[TASK TO CARRY OUT] Copy the material from the line containing "Mark the tree trunk" through the end, changing "flowering tree" to "blossoming tree" and keeping everything else the same.

[RECORDED DATA]
>> START

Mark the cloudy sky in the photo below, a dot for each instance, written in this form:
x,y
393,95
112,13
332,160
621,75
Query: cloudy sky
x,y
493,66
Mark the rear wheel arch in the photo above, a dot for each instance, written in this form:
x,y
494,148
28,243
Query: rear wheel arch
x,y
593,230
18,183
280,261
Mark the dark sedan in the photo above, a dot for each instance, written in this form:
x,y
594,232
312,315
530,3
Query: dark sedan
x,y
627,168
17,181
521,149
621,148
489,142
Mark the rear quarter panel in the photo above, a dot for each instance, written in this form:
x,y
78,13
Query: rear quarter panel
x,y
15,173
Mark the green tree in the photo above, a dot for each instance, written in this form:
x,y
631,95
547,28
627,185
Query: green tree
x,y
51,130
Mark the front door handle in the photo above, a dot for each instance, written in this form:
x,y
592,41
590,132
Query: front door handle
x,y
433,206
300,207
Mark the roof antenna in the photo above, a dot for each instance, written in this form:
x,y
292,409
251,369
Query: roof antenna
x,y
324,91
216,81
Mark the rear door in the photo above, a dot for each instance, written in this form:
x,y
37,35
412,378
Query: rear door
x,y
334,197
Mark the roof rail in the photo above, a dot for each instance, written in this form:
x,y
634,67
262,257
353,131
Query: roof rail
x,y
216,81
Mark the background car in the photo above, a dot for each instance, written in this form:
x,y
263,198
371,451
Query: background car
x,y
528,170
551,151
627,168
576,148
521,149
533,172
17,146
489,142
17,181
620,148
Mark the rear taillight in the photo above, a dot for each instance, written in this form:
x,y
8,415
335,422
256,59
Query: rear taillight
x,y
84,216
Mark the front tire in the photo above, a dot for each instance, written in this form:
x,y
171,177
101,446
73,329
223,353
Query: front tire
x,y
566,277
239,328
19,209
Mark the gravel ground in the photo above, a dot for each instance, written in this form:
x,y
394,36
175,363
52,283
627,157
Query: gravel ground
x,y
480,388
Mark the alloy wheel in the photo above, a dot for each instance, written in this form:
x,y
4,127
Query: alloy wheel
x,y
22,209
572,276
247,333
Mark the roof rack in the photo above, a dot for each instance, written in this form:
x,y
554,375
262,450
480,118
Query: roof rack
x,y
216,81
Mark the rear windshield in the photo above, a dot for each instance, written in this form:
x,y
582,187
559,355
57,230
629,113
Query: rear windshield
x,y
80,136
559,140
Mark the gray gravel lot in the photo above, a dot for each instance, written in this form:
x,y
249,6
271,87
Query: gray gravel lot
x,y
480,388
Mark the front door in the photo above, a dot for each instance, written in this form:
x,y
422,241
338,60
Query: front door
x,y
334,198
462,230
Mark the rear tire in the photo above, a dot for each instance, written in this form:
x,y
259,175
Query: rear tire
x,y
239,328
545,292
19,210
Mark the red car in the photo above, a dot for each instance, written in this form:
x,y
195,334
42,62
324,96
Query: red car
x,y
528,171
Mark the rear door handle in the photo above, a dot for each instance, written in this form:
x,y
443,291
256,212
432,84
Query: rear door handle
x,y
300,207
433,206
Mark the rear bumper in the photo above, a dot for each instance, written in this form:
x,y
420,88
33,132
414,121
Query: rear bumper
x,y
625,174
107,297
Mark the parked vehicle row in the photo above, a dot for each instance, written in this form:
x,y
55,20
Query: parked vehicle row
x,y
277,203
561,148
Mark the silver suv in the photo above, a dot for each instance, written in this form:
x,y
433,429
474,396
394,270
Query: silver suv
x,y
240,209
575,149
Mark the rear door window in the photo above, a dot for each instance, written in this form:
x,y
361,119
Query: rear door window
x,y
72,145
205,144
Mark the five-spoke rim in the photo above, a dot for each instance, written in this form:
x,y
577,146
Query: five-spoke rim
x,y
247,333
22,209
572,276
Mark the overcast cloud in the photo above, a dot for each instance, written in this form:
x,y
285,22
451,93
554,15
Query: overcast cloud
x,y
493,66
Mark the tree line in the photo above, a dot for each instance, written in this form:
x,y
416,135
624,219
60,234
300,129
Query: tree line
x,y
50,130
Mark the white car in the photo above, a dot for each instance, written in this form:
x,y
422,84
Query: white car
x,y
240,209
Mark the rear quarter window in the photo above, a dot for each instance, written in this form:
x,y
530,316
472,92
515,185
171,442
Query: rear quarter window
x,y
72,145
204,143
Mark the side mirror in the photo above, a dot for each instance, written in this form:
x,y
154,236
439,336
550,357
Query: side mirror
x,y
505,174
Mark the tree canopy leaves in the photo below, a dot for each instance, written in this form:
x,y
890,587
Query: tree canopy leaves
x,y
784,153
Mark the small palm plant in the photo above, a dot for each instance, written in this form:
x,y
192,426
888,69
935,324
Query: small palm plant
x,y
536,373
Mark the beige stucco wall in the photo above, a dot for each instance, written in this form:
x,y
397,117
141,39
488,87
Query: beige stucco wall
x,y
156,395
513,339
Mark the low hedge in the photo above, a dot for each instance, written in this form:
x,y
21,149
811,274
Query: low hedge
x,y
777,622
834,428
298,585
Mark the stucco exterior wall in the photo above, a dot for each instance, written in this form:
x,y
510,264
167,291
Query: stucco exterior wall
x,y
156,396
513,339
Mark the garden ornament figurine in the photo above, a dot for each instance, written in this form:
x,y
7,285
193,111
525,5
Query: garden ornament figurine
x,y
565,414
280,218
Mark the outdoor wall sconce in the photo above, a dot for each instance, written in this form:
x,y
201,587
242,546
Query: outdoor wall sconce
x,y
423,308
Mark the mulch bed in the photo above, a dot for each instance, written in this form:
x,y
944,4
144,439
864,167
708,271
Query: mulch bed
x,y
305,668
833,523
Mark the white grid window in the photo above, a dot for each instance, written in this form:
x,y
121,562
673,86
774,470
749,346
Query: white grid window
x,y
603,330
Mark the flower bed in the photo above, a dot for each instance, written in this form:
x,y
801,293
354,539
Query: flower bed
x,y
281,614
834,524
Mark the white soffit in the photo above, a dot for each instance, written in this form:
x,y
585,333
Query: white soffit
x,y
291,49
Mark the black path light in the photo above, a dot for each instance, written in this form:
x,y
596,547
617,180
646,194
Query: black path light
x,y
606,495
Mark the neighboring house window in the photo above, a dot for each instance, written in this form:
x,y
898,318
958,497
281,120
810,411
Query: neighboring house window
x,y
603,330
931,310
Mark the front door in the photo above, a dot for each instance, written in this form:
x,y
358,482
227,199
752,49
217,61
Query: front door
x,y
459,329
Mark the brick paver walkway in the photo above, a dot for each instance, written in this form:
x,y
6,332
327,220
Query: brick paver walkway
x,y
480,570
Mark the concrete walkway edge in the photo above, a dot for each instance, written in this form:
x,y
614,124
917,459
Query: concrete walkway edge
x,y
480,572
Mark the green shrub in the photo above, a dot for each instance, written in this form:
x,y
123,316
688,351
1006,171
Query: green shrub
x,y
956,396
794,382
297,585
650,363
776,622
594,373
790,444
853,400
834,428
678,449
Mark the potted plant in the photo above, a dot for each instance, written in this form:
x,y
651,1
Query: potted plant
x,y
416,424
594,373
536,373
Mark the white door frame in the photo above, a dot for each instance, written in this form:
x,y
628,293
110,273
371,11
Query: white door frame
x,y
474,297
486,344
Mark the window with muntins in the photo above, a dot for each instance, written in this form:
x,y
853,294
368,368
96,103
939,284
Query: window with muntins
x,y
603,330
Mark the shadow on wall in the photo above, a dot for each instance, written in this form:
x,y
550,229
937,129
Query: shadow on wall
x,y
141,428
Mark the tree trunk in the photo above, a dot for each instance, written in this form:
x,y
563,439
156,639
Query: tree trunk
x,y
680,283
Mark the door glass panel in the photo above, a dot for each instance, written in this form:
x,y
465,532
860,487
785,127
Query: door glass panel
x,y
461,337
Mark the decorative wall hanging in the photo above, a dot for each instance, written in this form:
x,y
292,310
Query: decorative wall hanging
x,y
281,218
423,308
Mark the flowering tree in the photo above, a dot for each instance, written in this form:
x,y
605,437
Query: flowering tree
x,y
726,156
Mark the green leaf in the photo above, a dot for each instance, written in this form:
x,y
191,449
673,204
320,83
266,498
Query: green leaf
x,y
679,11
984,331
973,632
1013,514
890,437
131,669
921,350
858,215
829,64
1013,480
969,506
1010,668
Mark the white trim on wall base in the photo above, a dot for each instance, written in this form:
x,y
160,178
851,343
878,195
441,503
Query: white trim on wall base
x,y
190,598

>> END

[PROBLEM SOLUTION]
Mark the tree trunk in the photo above, a dot for each instance, written in this form:
x,y
563,439
156,639
Query: tree trunk
x,y
680,283
Mark the door glass panel in the photo above, a dot for each instance, written in this form:
x,y
465,532
860,487
785,127
Query: door glass panel
x,y
461,337
Mark the decorative wall hanging in the photo above, a dot for each instance, written in this form:
x,y
292,310
Query: decorative wall hanging
x,y
281,218
423,308
Mark the blossoming tree in the photo above, a dot for each instance, written in this form:
x,y
605,437
Query: blossoming tree
x,y
726,156
Mark the green leaf in the photo above, a dot for each instance, written in this form:
x,y
191,449
673,204
320,83
266,498
Query: green leaf
x,y
679,11
984,331
973,632
1013,514
890,437
131,669
921,350
858,215
829,64
1013,480
969,506
1010,668
Mark the white trim on wall base in the photo above, a dot for each instance, written in this form:
x,y
160,178
851,343
878,195
441,503
Query: white trim on wall base
x,y
190,598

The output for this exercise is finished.